--- START ---
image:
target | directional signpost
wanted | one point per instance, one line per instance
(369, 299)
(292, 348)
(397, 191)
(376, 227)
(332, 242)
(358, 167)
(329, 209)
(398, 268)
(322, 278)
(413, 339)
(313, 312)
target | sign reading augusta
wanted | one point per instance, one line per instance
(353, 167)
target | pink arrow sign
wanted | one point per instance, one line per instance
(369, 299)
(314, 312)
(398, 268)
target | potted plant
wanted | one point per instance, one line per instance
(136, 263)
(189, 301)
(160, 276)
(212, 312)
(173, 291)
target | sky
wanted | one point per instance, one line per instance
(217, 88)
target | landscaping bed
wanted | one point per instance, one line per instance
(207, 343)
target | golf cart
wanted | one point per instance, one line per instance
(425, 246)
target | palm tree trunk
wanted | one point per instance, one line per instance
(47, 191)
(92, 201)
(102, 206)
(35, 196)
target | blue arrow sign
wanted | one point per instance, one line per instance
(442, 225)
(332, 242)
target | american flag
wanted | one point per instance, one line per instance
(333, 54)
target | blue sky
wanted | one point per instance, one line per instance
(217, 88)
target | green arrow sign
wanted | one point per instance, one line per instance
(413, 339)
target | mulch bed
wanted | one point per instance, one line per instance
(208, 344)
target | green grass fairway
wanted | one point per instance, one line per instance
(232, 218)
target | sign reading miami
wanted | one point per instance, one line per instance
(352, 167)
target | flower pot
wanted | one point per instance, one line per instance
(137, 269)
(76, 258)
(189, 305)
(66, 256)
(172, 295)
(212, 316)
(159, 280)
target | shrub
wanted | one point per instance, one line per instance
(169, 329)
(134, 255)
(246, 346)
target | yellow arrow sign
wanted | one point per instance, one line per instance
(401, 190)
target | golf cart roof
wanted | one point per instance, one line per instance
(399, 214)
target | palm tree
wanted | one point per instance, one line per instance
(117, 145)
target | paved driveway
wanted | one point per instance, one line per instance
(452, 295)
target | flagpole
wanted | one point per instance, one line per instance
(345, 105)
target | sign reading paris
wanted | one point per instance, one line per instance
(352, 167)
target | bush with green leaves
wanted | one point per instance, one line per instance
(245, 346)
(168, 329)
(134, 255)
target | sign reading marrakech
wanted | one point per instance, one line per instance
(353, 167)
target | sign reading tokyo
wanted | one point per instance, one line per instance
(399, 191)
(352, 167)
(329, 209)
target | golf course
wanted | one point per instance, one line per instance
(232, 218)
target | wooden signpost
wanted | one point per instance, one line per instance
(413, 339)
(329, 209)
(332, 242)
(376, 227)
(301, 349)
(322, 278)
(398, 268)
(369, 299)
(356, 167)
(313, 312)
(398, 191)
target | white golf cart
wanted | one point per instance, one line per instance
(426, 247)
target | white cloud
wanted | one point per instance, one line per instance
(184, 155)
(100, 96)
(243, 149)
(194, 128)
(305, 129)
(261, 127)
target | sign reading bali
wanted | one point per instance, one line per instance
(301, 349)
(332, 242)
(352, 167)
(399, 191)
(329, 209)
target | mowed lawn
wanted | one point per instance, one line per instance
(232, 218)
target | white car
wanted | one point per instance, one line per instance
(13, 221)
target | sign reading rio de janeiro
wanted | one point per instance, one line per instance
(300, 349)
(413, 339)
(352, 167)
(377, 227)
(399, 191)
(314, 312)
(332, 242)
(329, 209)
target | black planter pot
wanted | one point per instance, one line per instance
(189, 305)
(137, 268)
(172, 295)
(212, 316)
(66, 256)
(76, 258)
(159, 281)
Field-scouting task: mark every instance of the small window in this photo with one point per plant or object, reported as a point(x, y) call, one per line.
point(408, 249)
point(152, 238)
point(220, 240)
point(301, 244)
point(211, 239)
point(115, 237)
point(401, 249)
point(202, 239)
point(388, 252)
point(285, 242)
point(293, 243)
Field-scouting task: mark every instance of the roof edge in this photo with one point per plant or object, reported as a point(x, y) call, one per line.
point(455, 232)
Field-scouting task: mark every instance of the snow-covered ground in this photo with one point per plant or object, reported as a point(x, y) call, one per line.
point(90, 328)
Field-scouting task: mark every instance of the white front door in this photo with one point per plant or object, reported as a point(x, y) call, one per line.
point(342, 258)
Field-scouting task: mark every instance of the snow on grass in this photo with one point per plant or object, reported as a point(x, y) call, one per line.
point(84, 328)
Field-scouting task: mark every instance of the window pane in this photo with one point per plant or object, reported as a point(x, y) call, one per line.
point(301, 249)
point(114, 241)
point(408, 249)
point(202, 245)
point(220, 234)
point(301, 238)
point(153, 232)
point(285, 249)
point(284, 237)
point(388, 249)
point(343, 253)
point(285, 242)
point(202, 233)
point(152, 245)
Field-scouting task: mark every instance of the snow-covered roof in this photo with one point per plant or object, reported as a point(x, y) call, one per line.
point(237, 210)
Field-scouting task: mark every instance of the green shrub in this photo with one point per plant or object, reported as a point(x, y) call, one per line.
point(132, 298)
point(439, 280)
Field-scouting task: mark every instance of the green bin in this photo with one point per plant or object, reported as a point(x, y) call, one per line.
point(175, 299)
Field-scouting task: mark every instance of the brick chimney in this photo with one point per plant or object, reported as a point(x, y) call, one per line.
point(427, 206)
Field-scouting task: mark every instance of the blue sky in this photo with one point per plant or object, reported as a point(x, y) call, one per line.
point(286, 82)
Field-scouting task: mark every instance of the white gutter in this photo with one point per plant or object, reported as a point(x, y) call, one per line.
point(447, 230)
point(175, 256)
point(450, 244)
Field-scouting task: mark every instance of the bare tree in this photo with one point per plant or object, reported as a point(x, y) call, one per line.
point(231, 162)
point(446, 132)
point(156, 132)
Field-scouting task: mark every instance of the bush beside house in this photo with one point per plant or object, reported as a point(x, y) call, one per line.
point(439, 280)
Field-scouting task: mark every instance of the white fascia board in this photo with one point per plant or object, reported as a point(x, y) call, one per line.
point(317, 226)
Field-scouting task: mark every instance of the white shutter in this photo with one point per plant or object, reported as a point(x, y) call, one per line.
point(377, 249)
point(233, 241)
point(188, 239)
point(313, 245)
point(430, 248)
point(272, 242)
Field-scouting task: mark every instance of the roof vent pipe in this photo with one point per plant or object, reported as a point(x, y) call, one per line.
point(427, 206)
--- END ---
- TASK TO CARRY OUT -
A single number is required: the count of lines in the data above that include the word "palm".

- OUTPUT OF THE EXERCISE -
2